STATED TASK
What comes next in the interview with Rebecca Evans on her writing routine? Carry it on from the end of her last answer.

Rebecca Evans

She’s been in several anthologies and has co-edited a poetry collection in tribute to the life and achievements of Ruth Bader Ginsburg, when there are nine (available widely: Barnes & Noble, Amazon,, and via the publisher’s site, Moon Tide Press.

A memoir-in-verse, Tangled by Blood, is forthcoming (March 2023). This is a full-length collection, but delivered in a narrative format of three parts with a shifting point of view. 

Do you have a writing routine? Where and when do you write?

I’m a fairly systematic and disciplined human, but I try not to overstructure my writing habit. I find I’m more creative in the early morning, so I usually wake around four and spend an hour or two in my self-care and reflection routine. This includes gentle yoga, stretching, reading, journaling, morning prayers, puppies, and sitting in silence. After, I eat a hearty breakfast. Eggs. Every day. No matter. And then I cook a big breakfast for my sons and walk my Newfoundlands. 

By the time I settle in for writing, it’s around seven in the morning and I sit at my desk, I pull a Tarot card, I light a fig candle and some sage. I always write longhand first and then transfer to my computer. This early writing is generative and creative. I explore forms and song and methods and moods.

I usually revise or edit after lunch. Since I like to work on multiple projects at once, I’ll have the pieces in need of revision already printed. This allows me to sit in a different space in the house. If weather permits, I’ll sit outside. Here, in editing, I markup my work with a variety of highlighters and colored pens, reworking and reorganizing essays, poems, collections, manuscripts. 

After a bit, I work on the business side of writing, creating curriculum for my workshops and classes, penning scripts for the radio show I co-host, writing queries or proposals, you know, the un-fun stuff. 

I take a ton of breaks. I pause a lot in between everything to color or stretch or rest. It all depends on how my body is holding up and, if I’m working through something difficult to write about, I’ll take more frequent breaks to help me emotionally process and not re-trigger any trauma.

Do you have any patterns or rituals associated with your writing time?

Well, after answering the previous question, I feel I’m quite superstitious. I’m also intentional and spiritual. So, humbly, yes. Every part of my life feels a bit of a ritual. Perhaps because everything feels so sacred. One thing I do is light a fig candle and burn sage before I write. I’ve done this whenever I can, including when I journal. Writing is an opportunity for me to get to know me, for me to discover something new that I failed to acknowledge or notice. The space before and after I write is critical. That includes my heart-space, my mental-space, my living space.

What do you do when you hit a wall with your writing?

To be honest, I’ve not hit a wall with writing. My body fails me and I’m unable to write. I’ve a cervical spine injury so my hands don’t always cooperate. I end up writing in my head—working through dialogue or structure—and when I’m able to arrive at the page, I can’t wait.

RECORDED DATA
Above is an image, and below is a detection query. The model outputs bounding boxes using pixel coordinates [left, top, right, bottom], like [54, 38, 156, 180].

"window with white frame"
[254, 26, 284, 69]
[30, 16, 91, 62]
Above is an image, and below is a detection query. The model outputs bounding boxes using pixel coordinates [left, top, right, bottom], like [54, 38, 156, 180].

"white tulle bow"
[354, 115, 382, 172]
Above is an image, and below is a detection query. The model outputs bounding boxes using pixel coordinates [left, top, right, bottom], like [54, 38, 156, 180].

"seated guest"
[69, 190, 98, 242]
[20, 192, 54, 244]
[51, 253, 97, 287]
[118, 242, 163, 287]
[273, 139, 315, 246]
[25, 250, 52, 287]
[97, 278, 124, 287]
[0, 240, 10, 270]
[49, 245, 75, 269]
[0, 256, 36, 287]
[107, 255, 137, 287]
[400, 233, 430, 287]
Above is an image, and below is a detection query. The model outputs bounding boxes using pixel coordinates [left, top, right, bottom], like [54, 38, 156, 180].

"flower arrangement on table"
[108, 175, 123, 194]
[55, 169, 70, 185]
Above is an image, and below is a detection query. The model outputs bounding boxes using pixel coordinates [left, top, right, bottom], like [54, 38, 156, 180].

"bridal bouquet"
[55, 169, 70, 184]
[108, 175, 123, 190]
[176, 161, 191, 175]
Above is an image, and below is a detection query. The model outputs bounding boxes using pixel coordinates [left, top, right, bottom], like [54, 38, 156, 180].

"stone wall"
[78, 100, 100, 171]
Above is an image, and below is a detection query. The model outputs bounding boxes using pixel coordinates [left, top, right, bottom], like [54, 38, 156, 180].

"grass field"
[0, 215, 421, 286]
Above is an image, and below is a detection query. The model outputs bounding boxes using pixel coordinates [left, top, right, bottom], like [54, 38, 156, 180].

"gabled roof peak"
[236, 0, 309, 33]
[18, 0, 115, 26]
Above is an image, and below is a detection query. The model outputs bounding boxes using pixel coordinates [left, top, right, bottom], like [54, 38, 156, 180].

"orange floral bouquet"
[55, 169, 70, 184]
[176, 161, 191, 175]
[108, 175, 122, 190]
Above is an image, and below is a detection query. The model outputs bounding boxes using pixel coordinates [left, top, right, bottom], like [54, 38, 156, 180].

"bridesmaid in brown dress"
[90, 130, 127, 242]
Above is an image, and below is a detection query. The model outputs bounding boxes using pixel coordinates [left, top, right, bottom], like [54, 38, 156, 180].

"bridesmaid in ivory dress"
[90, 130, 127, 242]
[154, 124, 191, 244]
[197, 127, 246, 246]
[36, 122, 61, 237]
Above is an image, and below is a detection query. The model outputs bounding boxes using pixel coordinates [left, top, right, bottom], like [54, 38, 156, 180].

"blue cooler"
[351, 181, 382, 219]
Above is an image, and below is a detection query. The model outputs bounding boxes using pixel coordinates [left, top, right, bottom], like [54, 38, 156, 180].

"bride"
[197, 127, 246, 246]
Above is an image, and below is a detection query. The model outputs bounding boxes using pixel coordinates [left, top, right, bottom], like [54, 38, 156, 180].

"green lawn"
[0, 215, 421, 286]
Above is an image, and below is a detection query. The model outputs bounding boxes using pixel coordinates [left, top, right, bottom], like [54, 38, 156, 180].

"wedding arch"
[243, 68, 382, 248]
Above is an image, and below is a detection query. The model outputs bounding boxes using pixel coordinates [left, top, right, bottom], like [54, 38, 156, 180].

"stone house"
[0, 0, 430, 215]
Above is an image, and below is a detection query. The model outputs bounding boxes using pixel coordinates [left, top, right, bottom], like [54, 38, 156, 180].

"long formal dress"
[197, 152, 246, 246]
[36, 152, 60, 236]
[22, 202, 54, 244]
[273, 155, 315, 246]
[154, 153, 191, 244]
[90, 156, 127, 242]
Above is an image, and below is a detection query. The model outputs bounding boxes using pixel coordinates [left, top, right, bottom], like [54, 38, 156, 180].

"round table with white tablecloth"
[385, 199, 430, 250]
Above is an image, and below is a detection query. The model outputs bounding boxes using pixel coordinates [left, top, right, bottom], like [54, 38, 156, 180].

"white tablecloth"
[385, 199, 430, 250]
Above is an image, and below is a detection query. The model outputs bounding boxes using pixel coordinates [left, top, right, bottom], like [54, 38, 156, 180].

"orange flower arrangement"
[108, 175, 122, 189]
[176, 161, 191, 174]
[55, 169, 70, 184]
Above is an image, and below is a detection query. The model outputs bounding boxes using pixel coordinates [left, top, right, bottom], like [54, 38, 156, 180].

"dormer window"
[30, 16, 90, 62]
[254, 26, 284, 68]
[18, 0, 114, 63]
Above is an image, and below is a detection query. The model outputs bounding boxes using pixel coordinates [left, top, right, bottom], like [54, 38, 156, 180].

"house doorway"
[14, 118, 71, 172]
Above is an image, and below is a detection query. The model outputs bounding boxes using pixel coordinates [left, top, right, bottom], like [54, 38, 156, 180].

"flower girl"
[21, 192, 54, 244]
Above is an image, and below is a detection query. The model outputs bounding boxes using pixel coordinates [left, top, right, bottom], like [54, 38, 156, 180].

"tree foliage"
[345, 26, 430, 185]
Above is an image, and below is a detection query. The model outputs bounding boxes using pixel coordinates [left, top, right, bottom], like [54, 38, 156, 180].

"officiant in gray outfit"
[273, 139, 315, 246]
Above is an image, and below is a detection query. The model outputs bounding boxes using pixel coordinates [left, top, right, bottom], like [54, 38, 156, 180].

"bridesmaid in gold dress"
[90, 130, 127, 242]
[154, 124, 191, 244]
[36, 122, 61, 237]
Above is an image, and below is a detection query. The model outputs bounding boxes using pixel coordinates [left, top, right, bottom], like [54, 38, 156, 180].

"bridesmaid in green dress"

ANSWER TO THIS TASK
I use prompts. I color. I sketch. I listen to lyrics and pull a phrase and write from that. Everything seems to inform my writing. And my writing ends up informing everything else.

Do you plan your book in advance (plotting and outlining) or are you a “discovery writer” (AKA “writing into the dark”)? Or are you somewhere in between?

Both. Once I’ve an idea, say, several poems that feel in conversation with one another or a story that I know could expand from 20 to 200 pages, I’ll plot, but not with a traditional outline. I was a flightplanner in the military and an elite athlete later – so I worked towards goals and concepts through mapping and charting my progress. Think: Road map or a chart to track fitness results. 

Even after I’ve organized a plan, I regard it like a landmark, something to follow or offer direction, yet still allowing the writing to lead me. Someone once said that they like to “follow their words down the page,” and I admit, that’s my joy, the surprise and discovery in the process. 

What’s the last book you read that made you go “wow!”?

Patricia McNair’s Responsible Adults. The incredible gift Patricia brings is how authentic and nonfiction her stories behave. Her characters carry flaws that are specific and universal, damaged and triumphant. I finished this book six or seven months ago and I’m still thinking about it. It echoes of family, community, dysfunction. You know, the good stuff. The human condition.

What book or author do you find yourself recommending and why?

Anthony Doerr. Line by line, every line. He’s a poet. He’s brilliant. It takes me a long time to read Doerr’s work because I linger and sit with sections for seasons.

Okay. Honestly? It takes me a long time to read everything. I’m a very slow, meticulous reader. 

What’s on your To Be Read pile?

The question should be, what’s not on my TBR pile? I have so many books that I’m hungry to read and as I said, I’m a slow reader. I’m also quite the book snob.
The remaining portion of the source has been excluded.